[Goal]
Edit the material below so that each occurrence of "outline" becomes "contour", keeping every other character the same. Leave the pictures out of your answer.

Image outline annotation entries:
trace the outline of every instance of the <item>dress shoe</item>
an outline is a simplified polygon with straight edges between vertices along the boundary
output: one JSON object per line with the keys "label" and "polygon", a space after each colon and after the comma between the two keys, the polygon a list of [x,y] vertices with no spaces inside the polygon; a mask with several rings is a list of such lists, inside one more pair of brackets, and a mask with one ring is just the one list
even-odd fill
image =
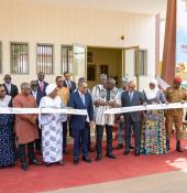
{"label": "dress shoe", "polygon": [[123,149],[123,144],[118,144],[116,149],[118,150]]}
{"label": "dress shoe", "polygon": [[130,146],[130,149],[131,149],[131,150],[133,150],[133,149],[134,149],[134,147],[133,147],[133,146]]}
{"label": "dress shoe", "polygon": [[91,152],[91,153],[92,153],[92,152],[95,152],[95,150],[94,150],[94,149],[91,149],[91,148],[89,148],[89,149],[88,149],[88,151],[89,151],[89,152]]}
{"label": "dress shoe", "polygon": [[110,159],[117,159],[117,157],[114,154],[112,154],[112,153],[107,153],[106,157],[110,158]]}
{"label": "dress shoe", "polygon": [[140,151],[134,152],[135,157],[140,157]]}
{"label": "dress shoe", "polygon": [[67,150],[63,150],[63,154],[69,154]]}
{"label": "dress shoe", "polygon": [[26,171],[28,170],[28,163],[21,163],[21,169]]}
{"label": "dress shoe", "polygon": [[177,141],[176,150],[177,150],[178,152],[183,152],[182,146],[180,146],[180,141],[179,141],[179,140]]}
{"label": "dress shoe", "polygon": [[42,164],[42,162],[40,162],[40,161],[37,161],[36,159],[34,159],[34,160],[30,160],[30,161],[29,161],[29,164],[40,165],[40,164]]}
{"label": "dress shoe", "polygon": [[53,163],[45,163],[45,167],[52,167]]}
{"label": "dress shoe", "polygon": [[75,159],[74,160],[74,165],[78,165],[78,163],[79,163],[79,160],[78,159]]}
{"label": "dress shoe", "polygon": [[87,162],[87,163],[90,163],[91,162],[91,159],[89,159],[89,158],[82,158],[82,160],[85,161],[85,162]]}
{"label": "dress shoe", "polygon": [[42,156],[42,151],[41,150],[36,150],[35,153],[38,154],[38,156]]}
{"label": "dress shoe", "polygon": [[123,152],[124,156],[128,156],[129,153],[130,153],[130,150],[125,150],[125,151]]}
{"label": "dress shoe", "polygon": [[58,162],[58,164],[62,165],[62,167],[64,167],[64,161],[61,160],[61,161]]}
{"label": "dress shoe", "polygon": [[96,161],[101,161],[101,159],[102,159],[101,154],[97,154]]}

[Answer to this task]
trace the contour of every instance of the <item>dress shoe</item>
an contour is a simplified polygon with straight edges between vertices along the boundary
output: one JSON object per line with the keys "label" and "polygon", a space after each colon and after the comma between the two keys, the polygon a list of [x,y] vertices with no spaces inside the polygon; a mask with several rings is a list of such lists, inside one more pair of brackets, and a mask with one ring is just the one list
even-odd fill
image =
{"label": "dress shoe", "polygon": [[123,149],[123,144],[118,144],[116,149],[118,150]]}
{"label": "dress shoe", "polygon": [[130,146],[130,149],[131,149],[131,150],[133,150],[133,149],[134,149],[134,147],[133,147],[133,146]]}
{"label": "dress shoe", "polygon": [[91,152],[91,153],[92,153],[92,152],[95,152],[95,150],[94,150],[94,149],[91,149],[91,148],[89,148],[89,149],[88,149],[88,151],[89,151],[89,152]]}
{"label": "dress shoe", "polygon": [[110,159],[117,159],[117,157],[114,154],[112,154],[112,153],[107,153],[106,157],[110,158]]}
{"label": "dress shoe", "polygon": [[140,151],[134,152],[135,157],[140,157]]}
{"label": "dress shoe", "polygon": [[67,150],[63,150],[63,154],[69,154]]}
{"label": "dress shoe", "polygon": [[26,171],[28,170],[28,163],[21,163],[21,169]]}
{"label": "dress shoe", "polygon": [[177,141],[176,150],[177,150],[178,152],[183,152],[182,146],[180,146],[180,141],[179,141],[179,140]]}
{"label": "dress shoe", "polygon": [[42,164],[42,162],[40,162],[40,161],[37,161],[36,159],[34,159],[34,160],[30,160],[30,161],[29,161],[29,164],[40,165],[40,164]]}
{"label": "dress shoe", "polygon": [[53,163],[45,163],[45,167],[52,167]]}
{"label": "dress shoe", "polygon": [[75,159],[74,160],[74,165],[78,165],[78,163],[79,163],[79,160],[78,159]]}
{"label": "dress shoe", "polygon": [[87,162],[87,163],[90,163],[91,162],[91,159],[89,159],[89,158],[82,158],[82,160],[85,161],[85,162]]}
{"label": "dress shoe", "polygon": [[42,156],[42,151],[41,150],[36,150],[35,153],[38,154],[38,156]]}
{"label": "dress shoe", "polygon": [[123,152],[124,156],[128,156],[129,153],[130,153],[130,150],[125,150],[125,151]]}
{"label": "dress shoe", "polygon": [[58,162],[58,164],[62,165],[62,167],[64,167],[64,161],[61,160],[61,161]]}
{"label": "dress shoe", "polygon": [[96,161],[101,161],[101,159],[102,159],[101,154],[97,154]]}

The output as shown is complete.